— Stated exercise —
Reproduce the knit-along passage verbatim, starting at "Week four of" and running up to and including "them this morning.".

— Passage shown —
/---

Week four of sheltering in place is in the books. We had a video Easter dinner with some friends of ours up the peninsula, so that was nice. It's amazing what a difference the video chatting makes vs talking on the phone! It's also a way for whole groups of people to feel like our rooms are somewhat connected. In the meantime, I finished up my last three patches of Arne & Carlos's knit along last night, steamed them this morning. 

I love the way the pink and navy lily came out, the contrast is perfect. And the vine block in the middle with the two greens actually looks pretty good from this distance. Annoyingly despite being very different colors in balls next to each other they started to feel blended in as I knit, especially with this pixelated design. The teddy bear is not my favorite block, but he turned out pretty cute in gray. I guess he's more of a polar bear. Below is my collection of patches from the last month, the first four weeks of these strange times of social distancing and face masks. I used a part of every single partial skein/scrap of fingering yarn I had in my stash except two. One of those was not enough to do anything with and the other was very like another green I'd already used.

\---

— Extracted material —
/---

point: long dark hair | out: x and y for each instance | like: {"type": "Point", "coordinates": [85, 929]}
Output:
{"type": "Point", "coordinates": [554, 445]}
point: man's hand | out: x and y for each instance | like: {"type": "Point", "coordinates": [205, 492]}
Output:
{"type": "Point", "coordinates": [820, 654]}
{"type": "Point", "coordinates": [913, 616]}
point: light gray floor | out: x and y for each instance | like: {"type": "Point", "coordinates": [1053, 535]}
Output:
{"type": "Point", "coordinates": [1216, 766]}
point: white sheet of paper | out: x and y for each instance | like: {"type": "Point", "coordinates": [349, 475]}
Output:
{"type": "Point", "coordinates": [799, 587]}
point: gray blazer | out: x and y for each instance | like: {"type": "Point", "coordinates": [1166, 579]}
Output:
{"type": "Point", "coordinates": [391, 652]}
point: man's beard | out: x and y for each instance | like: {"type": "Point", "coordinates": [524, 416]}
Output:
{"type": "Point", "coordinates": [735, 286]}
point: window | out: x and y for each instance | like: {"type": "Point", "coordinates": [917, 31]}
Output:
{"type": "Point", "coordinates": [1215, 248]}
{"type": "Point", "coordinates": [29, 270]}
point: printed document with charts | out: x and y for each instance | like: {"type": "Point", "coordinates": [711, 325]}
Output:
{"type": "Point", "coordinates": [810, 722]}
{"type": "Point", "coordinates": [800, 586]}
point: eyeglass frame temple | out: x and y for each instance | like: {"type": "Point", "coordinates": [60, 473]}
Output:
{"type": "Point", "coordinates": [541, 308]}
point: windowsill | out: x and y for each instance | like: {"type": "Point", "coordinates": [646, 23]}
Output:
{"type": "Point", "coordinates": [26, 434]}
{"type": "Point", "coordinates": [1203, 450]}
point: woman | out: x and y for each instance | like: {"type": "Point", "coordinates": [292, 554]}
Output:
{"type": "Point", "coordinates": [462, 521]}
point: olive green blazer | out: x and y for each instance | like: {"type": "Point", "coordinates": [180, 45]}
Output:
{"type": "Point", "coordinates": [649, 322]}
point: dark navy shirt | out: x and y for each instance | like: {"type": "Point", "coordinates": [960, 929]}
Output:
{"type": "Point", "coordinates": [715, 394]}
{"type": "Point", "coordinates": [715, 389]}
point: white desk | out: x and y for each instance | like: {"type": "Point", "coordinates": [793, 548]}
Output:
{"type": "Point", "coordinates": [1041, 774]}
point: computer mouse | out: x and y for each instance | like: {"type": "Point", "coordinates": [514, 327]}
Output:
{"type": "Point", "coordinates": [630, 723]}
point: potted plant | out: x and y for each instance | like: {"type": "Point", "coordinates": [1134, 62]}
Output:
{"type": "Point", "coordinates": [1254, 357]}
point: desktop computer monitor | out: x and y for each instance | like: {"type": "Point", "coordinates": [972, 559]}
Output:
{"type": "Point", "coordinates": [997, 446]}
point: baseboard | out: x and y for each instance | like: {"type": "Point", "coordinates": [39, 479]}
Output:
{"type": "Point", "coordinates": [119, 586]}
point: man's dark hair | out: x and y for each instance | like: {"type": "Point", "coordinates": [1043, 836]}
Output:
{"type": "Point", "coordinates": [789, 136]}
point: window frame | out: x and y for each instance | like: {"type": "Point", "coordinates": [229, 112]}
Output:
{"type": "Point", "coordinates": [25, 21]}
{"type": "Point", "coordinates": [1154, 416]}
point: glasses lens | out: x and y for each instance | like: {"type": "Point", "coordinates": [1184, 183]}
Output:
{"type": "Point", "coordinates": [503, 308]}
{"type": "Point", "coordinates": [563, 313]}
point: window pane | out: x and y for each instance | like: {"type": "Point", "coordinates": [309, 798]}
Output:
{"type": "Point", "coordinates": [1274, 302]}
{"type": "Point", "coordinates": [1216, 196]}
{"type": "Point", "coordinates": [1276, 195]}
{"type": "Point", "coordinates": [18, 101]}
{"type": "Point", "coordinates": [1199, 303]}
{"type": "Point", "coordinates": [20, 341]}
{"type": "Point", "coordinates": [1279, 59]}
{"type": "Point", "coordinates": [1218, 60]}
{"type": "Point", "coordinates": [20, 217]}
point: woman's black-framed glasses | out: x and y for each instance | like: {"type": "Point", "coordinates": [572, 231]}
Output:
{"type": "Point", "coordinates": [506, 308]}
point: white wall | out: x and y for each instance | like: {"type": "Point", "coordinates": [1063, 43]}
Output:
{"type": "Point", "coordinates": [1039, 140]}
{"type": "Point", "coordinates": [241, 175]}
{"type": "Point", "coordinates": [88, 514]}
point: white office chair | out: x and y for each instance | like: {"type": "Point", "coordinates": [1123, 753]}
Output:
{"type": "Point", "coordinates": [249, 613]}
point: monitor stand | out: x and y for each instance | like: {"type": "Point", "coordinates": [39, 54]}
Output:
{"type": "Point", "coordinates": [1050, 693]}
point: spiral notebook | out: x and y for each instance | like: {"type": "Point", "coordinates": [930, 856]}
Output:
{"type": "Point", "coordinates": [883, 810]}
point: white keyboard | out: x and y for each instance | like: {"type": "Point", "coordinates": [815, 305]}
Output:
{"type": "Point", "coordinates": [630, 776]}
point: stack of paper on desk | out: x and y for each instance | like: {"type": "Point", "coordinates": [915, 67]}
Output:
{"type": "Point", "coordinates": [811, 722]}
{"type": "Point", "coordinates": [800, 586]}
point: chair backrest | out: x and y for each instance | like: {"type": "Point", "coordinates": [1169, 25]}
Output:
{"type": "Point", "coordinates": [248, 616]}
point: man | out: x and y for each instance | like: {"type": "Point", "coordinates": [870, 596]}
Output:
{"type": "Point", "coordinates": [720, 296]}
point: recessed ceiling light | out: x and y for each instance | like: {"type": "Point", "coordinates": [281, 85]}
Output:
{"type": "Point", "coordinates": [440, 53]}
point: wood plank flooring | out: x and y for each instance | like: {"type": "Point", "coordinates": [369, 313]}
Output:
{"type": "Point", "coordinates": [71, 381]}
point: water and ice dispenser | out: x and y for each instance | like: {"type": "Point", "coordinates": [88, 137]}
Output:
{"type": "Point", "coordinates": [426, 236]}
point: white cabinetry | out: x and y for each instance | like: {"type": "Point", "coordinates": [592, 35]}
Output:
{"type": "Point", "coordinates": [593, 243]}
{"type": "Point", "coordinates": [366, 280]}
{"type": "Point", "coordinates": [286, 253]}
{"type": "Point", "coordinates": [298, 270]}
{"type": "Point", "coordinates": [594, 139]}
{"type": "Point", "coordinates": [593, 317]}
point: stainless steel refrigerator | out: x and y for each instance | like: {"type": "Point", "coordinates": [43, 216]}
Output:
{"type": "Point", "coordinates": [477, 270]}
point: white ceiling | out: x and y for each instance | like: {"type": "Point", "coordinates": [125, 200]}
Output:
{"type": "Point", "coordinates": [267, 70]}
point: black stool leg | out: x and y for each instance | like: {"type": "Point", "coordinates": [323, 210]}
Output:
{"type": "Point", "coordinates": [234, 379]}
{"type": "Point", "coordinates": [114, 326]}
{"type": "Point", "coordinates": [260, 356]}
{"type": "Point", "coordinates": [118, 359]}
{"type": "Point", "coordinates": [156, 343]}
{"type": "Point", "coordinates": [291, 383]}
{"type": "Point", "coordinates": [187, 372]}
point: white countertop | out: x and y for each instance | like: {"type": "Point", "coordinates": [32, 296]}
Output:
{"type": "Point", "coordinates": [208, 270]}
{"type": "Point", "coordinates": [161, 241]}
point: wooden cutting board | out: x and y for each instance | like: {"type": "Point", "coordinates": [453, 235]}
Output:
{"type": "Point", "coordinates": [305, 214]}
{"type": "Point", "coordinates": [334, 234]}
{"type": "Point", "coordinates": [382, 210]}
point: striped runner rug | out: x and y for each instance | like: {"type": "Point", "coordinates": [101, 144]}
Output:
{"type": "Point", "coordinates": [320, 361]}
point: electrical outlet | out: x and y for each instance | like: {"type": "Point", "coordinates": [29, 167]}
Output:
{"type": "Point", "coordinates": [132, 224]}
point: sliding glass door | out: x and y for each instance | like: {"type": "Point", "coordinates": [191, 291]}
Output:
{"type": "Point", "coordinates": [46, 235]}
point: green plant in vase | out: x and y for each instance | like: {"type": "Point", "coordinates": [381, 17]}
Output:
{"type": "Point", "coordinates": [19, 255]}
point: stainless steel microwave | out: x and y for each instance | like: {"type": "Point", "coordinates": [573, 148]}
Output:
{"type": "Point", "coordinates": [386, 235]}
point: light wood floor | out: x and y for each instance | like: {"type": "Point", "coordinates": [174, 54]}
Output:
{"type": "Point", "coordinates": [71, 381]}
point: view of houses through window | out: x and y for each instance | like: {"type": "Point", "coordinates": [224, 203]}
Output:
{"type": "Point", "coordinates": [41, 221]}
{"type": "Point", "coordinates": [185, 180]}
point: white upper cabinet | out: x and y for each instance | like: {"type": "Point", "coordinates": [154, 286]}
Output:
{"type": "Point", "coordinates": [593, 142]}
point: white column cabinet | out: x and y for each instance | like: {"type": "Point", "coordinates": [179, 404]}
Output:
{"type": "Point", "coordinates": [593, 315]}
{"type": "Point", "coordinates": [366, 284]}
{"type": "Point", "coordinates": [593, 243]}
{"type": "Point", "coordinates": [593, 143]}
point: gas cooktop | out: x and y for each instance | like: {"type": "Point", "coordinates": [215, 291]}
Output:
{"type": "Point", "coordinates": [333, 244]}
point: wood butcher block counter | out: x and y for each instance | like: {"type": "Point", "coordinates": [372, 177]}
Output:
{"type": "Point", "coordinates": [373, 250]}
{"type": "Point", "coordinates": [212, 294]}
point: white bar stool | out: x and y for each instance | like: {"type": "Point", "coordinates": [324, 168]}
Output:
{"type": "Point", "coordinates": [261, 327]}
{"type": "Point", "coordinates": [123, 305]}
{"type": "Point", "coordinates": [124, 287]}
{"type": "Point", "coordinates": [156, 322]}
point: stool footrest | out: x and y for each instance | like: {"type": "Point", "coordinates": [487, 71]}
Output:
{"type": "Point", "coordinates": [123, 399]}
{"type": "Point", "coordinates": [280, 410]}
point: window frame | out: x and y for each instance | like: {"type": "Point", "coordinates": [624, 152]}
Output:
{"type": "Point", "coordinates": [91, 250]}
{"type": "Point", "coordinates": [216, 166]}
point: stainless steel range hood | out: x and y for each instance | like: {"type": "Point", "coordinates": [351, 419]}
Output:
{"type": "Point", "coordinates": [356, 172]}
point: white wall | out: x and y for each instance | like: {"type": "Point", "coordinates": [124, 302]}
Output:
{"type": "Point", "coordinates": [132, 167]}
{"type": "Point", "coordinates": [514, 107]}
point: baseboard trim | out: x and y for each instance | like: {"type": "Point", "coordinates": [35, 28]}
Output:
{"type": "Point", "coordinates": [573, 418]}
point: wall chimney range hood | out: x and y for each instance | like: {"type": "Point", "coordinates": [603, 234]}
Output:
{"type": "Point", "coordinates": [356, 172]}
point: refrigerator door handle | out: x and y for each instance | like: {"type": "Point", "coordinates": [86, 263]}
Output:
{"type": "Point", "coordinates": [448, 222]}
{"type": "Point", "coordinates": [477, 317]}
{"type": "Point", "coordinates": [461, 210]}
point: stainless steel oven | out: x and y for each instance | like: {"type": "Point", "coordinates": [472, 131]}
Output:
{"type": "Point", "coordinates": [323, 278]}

\---

— Response —
Week four of sheltering in place is in the books. We had a video Easter dinner with some friends of ours up the peninsula, so that was nice. It's amazing what a difference the video chatting makes vs talking on the phone! It's also a way for whole groups of people to feel like our rooms are somewhat connected. In the meantime, I finished up my last three patches of Arne & Carlos's knit along last night, steamed them this morning.